# WHAT IS ASKED
(A) Answer these questions about the passage on wokeness:
(i) What does the passage say the proletariat will do to private property once its consciousness is raised?
(ii) What does the passage call "the latest version of this old idea"?
(iii) According to the passage, what has repeatedly exploded the allegations that police wantonly murder black men?
(B) Return, line for line and unchanged, everything in the records from the line containing "Where can the man be" down to the last line of the records.

# EXTRACT
────────────────────

Similarly, Marxism posits a “false consciousness” that obscures the oppressive reality of industrial capitalism with its institutions like the “opiate” of religion, “a mistaken attitude to the world,” as Marx put it. True justice and equality will come only with the revolution once the proletariat’s consciousness is raised and awakened, and they rebel against the owners and bosses, abolish private property, and collectivize the means of production.

“Wokeness” is the latest version of this old idea. Uncovering the hidden oppressors is the first step in recognizing the unjust, racist reality in which certain “marginalized” peoples, especially “of color,” have to live. Only those “awakened” to that hidden truth will come to understand that, as Williams writes, the “idea that patriarchy, white supremacy, transphobia, homophobia, Islamophobia, and other ills inexorably saturate our lived realities and that the highest good is to uncover and oppose them is” the essence of wokism. Of course, claiming that all those “ills saturate our lived realities” including our whole society and culture, is yet another begged question.

The problem is very little empirical evidence supports these claims. For example, the idea of “systemic racism” built into our political order from our country’s beginning, must ignore or rationalize the very real progress black Americans have made even before the Civil Rights legislation dismantled legal segregation. Similarly, allegations that because of this “systemic racism” police wantonly murder black men have been repeatedly exploded by statistical data.

────────────────────

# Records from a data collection
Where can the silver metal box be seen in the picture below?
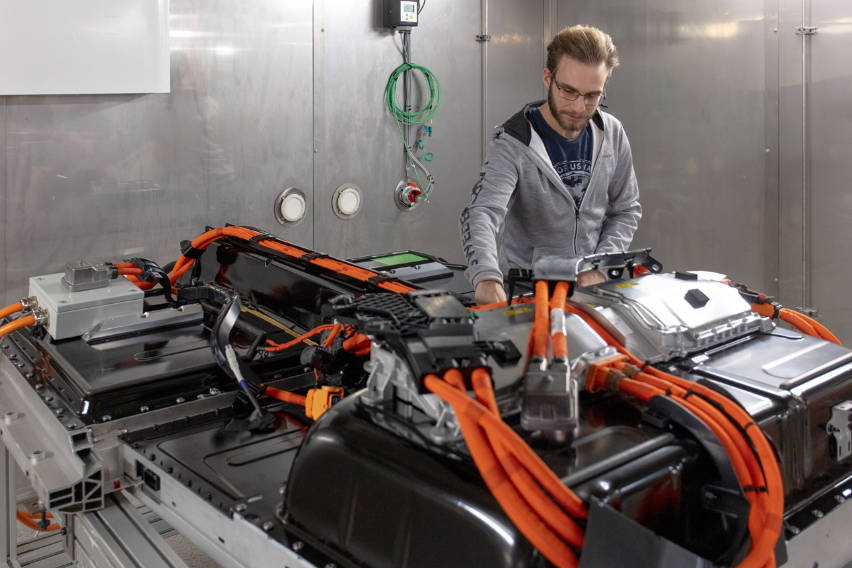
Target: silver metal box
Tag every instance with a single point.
(71, 314)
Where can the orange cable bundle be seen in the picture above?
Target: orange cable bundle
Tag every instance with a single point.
(754, 468)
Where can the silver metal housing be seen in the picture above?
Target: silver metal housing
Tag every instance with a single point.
(655, 320)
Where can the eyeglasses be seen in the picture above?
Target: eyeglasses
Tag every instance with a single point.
(569, 94)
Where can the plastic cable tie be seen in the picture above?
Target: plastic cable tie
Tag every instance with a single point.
(189, 251)
(261, 236)
(313, 256)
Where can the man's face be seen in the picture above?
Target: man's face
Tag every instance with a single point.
(574, 79)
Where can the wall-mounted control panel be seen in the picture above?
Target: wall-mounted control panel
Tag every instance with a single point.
(399, 13)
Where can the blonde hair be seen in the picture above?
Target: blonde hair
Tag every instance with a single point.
(585, 44)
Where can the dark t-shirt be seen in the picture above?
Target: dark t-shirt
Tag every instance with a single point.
(572, 159)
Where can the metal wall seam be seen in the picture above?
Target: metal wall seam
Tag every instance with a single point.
(483, 45)
(319, 178)
(806, 299)
(4, 190)
(772, 78)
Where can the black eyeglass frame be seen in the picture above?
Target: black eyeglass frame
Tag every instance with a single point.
(565, 92)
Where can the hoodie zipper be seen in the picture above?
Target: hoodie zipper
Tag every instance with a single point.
(585, 193)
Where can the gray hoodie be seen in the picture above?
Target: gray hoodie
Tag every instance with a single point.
(520, 209)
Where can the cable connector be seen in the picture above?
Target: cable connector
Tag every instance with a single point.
(601, 375)
(320, 399)
(41, 316)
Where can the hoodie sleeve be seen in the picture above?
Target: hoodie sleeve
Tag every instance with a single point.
(624, 210)
(481, 221)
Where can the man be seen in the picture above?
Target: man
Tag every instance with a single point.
(559, 174)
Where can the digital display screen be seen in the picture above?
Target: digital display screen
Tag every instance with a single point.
(397, 259)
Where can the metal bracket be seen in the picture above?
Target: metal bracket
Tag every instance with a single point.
(839, 428)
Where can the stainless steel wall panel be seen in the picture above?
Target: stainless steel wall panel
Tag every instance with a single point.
(100, 176)
(360, 143)
(791, 169)
(690, 93)
(516, 57)
(829, 157)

────────────────────

# OUTPUTS BY TASK
(A)
(i) They will abolish it.
(ii) "Wokeness."
(iii) Statistical data.

(B)
Where can the man be seen in the picture above?
Target: man
Tag every instance with a single point.
(559, 174)
Where can the digital display screen be seen in the picture above?
Target: digital display screen
Tag every instance with a single point.
(397, 259)
Where can the metal bracket be seen in the picture above?
Target: metal bracket
Tag every instance with a single point.
(839, 428)
Where can the stainless steel wall panel be seen in the picture above?
Target: stainless steel wall panel
Tag every instance with a single point.
(100, 176)
(360, 143)
(791, 169)
(690, 93)
(516, 57)
(829, 157)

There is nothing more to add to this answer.